→ Given exercise
Return the lines starting at the first line that contains "the milky river" and ending at the final line of the records. Leave out any pictures.

╭─ Dataset rows

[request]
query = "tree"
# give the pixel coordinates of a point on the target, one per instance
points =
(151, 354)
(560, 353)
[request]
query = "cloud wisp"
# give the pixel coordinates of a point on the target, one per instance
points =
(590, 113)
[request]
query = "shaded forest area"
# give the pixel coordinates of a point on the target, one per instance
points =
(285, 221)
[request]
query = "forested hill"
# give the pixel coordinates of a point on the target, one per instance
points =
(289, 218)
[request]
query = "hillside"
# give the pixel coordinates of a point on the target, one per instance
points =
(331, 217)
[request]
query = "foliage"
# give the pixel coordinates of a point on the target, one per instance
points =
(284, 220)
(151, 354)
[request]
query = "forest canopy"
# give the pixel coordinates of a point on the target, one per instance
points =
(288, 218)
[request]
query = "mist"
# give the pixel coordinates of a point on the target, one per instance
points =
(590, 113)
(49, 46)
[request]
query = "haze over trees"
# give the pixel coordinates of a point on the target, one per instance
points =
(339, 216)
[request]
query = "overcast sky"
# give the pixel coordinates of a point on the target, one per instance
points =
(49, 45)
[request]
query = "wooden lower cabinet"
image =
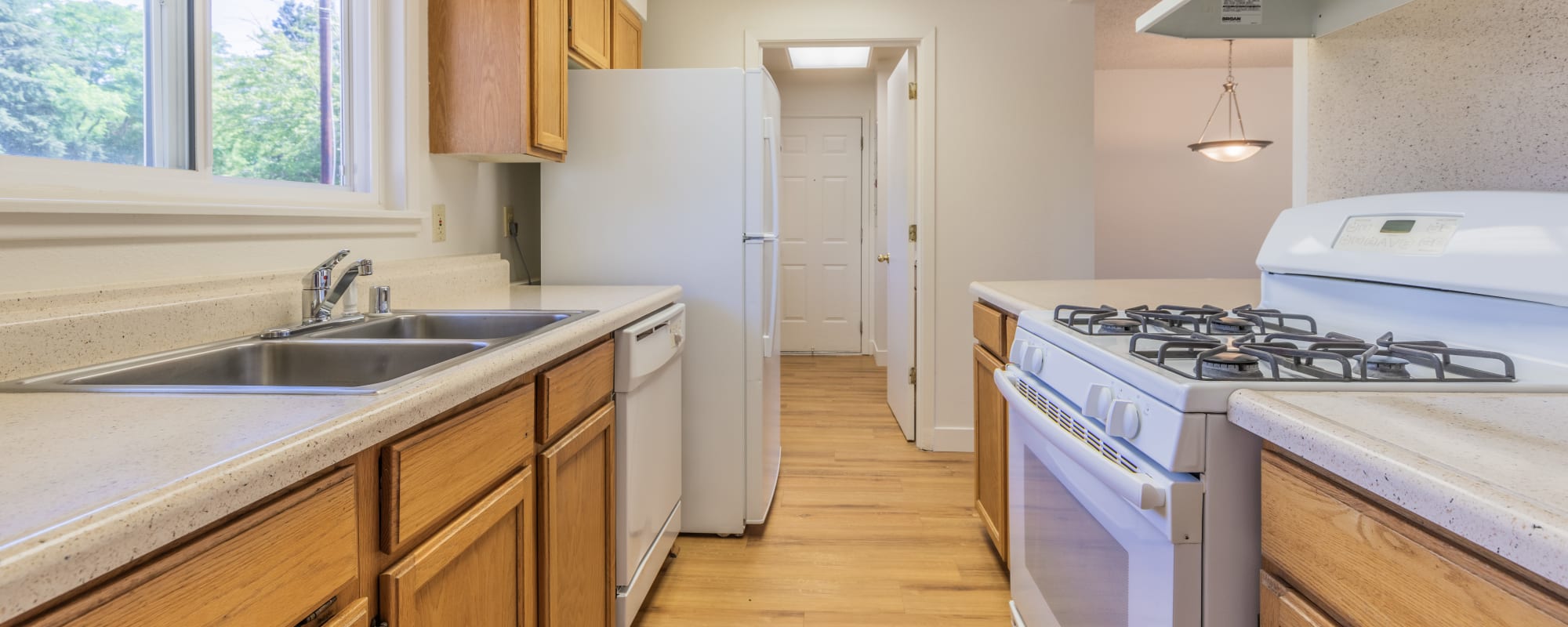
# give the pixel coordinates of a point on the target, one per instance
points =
(1279, 606)
(990, 451)
(578, 526)
(477, 571)
(270, 568)
(1363, 564)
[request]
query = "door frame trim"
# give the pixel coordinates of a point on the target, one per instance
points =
(926, 54)
(868, 258)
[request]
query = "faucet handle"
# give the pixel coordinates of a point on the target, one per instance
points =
(333, 261)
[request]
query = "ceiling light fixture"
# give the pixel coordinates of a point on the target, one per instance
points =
(830, 59)
(1232, 150)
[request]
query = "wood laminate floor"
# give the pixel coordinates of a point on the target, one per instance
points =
(866, 529)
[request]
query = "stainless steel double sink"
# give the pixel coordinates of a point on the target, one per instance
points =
(355, 358)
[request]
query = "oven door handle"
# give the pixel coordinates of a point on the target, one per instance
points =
(1130, 487)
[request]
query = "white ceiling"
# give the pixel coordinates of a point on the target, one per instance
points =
(777, 62)
(1120, 46)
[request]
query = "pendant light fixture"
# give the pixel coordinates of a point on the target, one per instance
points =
(1230, 150)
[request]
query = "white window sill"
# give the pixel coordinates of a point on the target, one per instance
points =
(48, 220)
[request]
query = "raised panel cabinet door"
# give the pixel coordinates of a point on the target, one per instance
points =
(1279, 606)
(1371, 567)
(590, 32)
(626, 38)
(477, 571)
(990, 451)
(548, 76)
(578, 526)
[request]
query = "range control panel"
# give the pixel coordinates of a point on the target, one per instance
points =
(1398, 234)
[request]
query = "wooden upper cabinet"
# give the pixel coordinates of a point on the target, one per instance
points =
(477, 571)
(990, 451)
(270, 568)
(590, 32)
(498, 79)
(550, 76)
(578, 526)
(626, 38)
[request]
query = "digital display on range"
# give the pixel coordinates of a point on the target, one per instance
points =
(1398, 227)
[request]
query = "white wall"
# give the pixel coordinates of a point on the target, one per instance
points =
(473, 194)
(1015, 109)
(1164, 212)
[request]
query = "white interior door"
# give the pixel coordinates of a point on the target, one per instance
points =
(901, 252)
(821, 234)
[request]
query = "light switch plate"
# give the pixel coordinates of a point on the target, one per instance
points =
(438, 223)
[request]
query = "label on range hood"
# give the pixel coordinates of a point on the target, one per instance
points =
(1247, 13)
(1398, 234)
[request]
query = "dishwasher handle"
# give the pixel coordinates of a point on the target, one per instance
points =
(647, 347)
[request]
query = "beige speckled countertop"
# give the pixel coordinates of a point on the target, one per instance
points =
(1490, 468)
(1022, 295)
(90, 482)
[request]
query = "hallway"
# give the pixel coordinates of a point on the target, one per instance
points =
(866, 529)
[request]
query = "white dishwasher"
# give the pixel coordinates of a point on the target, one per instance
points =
(647, 452)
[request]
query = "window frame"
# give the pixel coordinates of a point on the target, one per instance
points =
(48, 198)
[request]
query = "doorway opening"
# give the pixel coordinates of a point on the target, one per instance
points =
(857, 183)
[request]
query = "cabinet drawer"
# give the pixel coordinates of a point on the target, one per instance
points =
(269, 568)
(355, 615)
(990, 330)
(575, 390)
(430, 476)
(1368, 567)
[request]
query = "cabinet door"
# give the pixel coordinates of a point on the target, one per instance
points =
(590, 32)
(477, 571)
(626, 38)
(1279, 606)
(990, 451)
(578, 526)
(548, 76)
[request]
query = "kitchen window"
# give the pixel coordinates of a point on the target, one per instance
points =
(239, 104)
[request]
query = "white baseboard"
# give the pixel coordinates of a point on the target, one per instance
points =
(954, 440)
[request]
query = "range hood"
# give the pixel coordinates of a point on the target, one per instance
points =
(1258, 20)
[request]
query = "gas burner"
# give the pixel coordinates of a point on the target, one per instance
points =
(1232, 366)
(1120, 327)
(1387, 368)
(1230, 325)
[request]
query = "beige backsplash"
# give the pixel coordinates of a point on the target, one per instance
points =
(49, 332)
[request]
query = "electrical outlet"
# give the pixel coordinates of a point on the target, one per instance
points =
(438, 223)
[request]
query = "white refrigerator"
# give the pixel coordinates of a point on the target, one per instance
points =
(673, 179)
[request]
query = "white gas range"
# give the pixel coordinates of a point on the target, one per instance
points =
(1134, 501)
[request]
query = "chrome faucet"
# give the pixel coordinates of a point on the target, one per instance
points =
(346, 283)
(319, 295)
(316, 286)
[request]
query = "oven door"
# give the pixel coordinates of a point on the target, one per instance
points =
(1102, 537)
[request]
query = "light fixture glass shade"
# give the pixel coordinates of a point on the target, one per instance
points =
(830, 57)
(1230, 151)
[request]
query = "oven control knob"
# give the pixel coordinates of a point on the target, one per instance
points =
(1123, 421)
(1034, 360)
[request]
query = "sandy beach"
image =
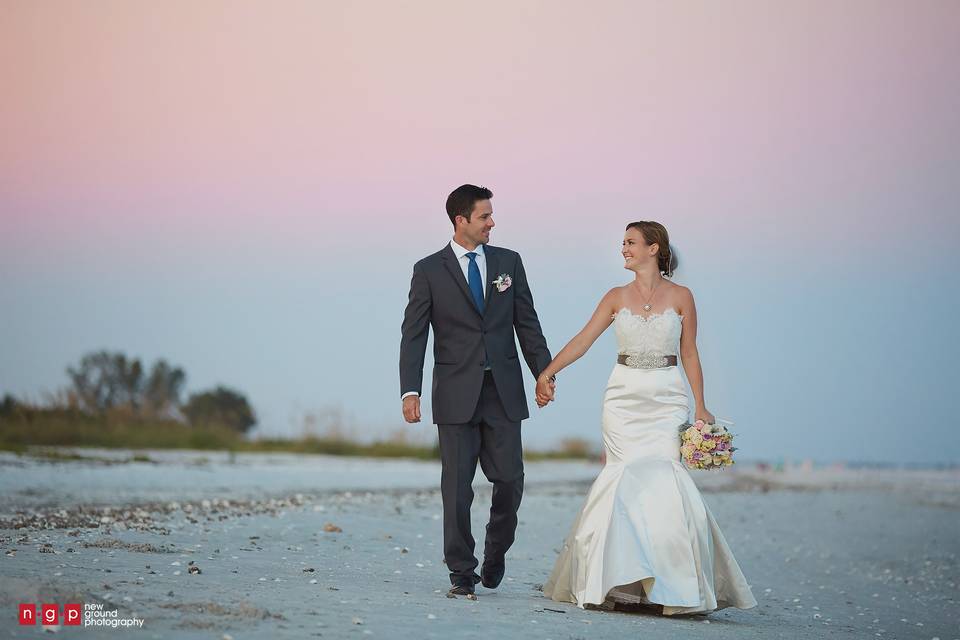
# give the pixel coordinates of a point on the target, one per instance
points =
(196, 545)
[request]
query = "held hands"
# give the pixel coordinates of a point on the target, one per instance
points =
(546, 390)
(411, 409)
(706, 416)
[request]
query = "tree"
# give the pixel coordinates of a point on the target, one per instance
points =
(161, 392)
(105, 380)
(221, 406)
(8, 406)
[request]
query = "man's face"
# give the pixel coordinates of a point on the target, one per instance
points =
(477, 229)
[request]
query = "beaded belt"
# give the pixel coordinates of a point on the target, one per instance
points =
(647, 361)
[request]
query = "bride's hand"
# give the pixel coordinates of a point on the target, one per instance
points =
(706, 416)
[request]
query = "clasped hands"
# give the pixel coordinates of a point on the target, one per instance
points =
(546, 390)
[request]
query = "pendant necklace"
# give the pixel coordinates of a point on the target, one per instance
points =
(647, 306)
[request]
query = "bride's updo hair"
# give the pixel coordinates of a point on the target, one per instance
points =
(656, 233)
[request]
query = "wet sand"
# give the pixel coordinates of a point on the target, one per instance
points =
(312, 546)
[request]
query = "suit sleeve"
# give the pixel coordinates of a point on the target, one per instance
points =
(414, 332)
(527, 325)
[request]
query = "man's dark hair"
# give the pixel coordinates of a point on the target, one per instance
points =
(461, 200)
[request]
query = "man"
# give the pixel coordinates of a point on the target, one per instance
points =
(475, 296)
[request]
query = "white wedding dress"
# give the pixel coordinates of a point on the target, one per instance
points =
(644, 534)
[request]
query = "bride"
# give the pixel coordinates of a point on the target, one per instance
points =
(644, 537)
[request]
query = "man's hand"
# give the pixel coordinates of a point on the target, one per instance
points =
(546, 391)
(411, 409)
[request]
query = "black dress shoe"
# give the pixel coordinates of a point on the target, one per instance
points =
(492, 573)
(463, 585)
(461, 590)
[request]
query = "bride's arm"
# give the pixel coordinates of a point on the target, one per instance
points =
(691, 357)
(581, 342)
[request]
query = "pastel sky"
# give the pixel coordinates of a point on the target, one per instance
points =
(243, 187)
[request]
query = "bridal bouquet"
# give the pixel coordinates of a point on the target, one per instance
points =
(706, 446)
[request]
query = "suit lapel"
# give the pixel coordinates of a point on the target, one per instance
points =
(492, 265)
(453, 266)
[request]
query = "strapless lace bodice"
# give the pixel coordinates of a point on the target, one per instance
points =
(657, 334)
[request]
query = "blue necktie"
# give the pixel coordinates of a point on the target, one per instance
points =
(475, 282)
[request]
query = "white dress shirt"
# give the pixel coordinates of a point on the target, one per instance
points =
(461, 253)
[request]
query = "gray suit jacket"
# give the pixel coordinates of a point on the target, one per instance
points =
(439, 296)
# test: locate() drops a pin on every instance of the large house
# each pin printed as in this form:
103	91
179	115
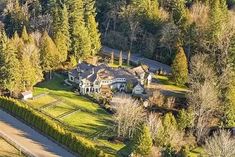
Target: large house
92	79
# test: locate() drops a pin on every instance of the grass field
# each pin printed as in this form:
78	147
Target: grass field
197	152
164	80
116	65
7	150
88	117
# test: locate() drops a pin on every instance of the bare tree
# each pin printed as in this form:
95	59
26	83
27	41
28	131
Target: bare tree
169	37
220	145
154	122
157	98
129	114
203	98
129	13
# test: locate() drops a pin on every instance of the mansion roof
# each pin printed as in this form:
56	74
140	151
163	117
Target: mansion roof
104	72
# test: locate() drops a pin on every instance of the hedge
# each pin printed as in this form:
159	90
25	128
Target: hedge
74	142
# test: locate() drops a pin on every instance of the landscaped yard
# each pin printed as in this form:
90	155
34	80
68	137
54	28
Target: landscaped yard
58	100
7	150
116	64
168	87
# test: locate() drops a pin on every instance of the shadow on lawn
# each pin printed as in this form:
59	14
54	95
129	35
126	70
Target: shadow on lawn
56	84
98	133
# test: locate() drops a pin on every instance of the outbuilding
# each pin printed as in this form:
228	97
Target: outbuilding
27	95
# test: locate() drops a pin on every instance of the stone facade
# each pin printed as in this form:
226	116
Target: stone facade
90	78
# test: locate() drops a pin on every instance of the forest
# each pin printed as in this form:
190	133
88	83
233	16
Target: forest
195	37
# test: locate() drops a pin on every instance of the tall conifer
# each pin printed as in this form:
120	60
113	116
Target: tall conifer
62	36
180	67
49	54
80	41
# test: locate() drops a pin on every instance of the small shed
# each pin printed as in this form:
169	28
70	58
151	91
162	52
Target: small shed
27	95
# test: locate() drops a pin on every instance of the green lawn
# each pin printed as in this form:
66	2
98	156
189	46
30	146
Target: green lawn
58	109
116	64
168	84
7	150
90	119
41	101
197	152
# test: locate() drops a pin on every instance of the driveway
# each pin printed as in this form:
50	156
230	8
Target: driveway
137	58
29	139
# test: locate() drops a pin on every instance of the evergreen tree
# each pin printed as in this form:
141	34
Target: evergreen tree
128	58
180	67
112	58
9	71
94	34
31	72
81	45
62	36
218	15
15	18
179	13
142	141
49	54
120	58
24	35
230	106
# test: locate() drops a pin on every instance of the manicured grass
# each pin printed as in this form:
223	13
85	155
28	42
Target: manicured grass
90	119
44	100
59	109
87	122
168	84
7	150
116	65
197	152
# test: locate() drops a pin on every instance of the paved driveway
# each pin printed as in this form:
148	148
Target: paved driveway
29	139
136	58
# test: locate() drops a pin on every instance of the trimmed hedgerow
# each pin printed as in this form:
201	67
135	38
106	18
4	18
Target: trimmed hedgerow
51	128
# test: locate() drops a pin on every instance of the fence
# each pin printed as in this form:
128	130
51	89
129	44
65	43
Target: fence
22	150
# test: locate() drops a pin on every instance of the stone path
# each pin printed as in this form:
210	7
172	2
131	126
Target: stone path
29	139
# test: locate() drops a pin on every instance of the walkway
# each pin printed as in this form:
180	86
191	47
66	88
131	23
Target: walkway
29	139
136	58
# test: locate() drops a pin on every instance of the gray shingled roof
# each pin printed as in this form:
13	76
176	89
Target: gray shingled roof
91	72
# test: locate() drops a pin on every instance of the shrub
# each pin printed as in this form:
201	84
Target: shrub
48	126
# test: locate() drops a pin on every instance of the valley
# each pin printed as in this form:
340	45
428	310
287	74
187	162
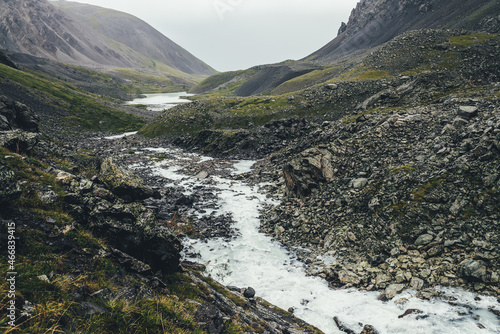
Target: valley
356	189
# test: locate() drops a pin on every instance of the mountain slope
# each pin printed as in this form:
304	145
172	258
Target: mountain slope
371	24
38	28
136	34
374	22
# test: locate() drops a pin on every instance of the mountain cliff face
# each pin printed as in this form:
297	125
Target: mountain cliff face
38	28
374	22
371	24
136	34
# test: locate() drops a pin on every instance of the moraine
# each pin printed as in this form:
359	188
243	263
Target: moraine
252	259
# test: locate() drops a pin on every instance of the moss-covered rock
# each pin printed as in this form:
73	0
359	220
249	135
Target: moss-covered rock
122	182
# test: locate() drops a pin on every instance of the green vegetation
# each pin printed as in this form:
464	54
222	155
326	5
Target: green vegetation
360	74
402	169
83	109
465	41
232	79
307	80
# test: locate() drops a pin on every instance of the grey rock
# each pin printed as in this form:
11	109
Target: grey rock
467	111
394	289
472	270
19	141
9	187
249	292
416	283
123	182
424	239
89	309
359	183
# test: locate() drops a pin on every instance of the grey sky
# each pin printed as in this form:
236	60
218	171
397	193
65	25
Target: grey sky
238	34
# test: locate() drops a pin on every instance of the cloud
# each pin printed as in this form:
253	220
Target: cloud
237	34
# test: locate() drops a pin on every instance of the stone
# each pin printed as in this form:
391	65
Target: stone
342	327
15	115
394	289
9	187
382	278
19	141
249	293
472	270
89	309
467	111
423	240
359	183
416	283
201	175
44	278
369	329
410	311
48	197
348	277
123	182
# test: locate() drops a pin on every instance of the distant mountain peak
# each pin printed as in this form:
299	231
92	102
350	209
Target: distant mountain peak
60	31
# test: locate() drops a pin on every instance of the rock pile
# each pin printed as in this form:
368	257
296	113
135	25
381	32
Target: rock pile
401	198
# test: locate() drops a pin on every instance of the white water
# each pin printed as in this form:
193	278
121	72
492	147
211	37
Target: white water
163	101
252	259
126	134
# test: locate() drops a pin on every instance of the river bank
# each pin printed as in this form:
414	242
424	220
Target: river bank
211	195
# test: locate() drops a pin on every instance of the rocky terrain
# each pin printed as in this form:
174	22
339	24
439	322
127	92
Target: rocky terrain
386	165
90	245
371	24
114	42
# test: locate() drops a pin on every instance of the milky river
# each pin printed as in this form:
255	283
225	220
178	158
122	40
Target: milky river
252	259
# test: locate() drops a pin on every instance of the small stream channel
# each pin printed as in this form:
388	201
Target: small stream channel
251	259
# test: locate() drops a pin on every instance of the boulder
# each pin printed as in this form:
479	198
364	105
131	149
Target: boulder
9	188
394	289
305	173
467	111
249	292
123	183
15	115
18	141
472	270
424	239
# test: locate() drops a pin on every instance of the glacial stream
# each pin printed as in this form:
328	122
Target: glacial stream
252	259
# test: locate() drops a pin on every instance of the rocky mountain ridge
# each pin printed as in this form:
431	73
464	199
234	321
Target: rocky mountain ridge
371	24
136	34
40	28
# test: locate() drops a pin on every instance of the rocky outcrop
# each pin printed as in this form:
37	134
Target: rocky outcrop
375	22
18	126
9	187
128	225
123	183
400	198
15	115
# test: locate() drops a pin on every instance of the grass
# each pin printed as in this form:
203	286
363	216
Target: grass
465	41
84	109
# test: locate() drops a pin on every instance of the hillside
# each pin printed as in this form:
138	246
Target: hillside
390	168
371	24
41	29
136	34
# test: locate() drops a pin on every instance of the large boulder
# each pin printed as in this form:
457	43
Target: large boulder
472	270
9	188
133	229
305	173
15	115
19	141
123	183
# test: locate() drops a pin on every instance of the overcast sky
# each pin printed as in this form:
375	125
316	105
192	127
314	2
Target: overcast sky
238	34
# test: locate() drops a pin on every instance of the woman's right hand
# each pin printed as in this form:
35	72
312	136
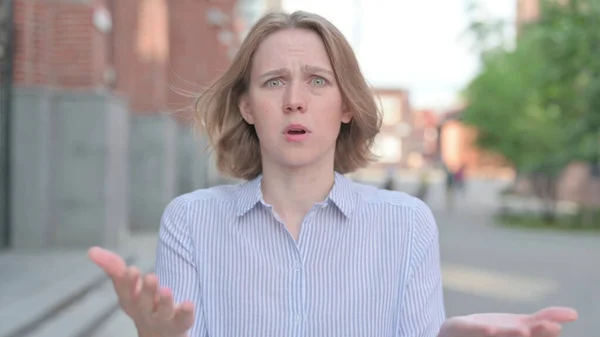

╰─

→ Finished answer
# test: locate() drops a pin on every instance of the milky river
# each pin printed as in this form:
255	283
225	220
178	158
122	40
Target: milky river
252	259
# test: locate() drops a pin on every instance of the small stream channel
# each pin printed as in this form:
388	201
Target: small stream channel
251	259
# test: locate() drops a pin on every instance of the boulder
# each pin printed as in this form:
479	198
364	105
131	149
Target: boulder
9	188
394	289
305	173
467	111
249	292
123	183
15	115
18	141
472	270
424	239
# test: locate() drops a pin on every instance of the glacial stream
# each pin printed as in this form:
328	122
Target: glacial stream
252	259
# test: locate() drops a pin on every instance of the rocky mountain ridge
# each pin printed as in this form:
431	73
464	199
234	321
Target: rocky mountain ridge
371	24
136	34
40	28
# test: locate() drops a pin on every instance of the rocky outcrop
# each pin printed as in this form:
37	134
Target: rocky outcrop
375	22
18	126
9	187
128	225
123	183
400	198
15	115
# test: locate() drops a pin on every instance of the grass
# each pin printed as in this form:
203	286
363	216
Target: grass
465	41
84	109
# test: locate() drops a pin on every instance of the hillside
# each pin printed as in this form:
138	246
Target: hillside
390	168
371	24
41	29
136	34
# test: locate() drops a pin on every instance of the large boulder
# each pin printed as in this form:
457	43
Target: large boulder
472	270
9	188
133	229
305	173
15	115
19	141
123	183
# test: locate() drops a pin on every instance of the overcast sky
# each pin printed as in this form:
375	125
316	105
192	127
314	2
Target: overcast sky
238	34
# test: locate() drops a pin on every instance of the woman's right hand
# each pin printed as in this form:
35	72
312	136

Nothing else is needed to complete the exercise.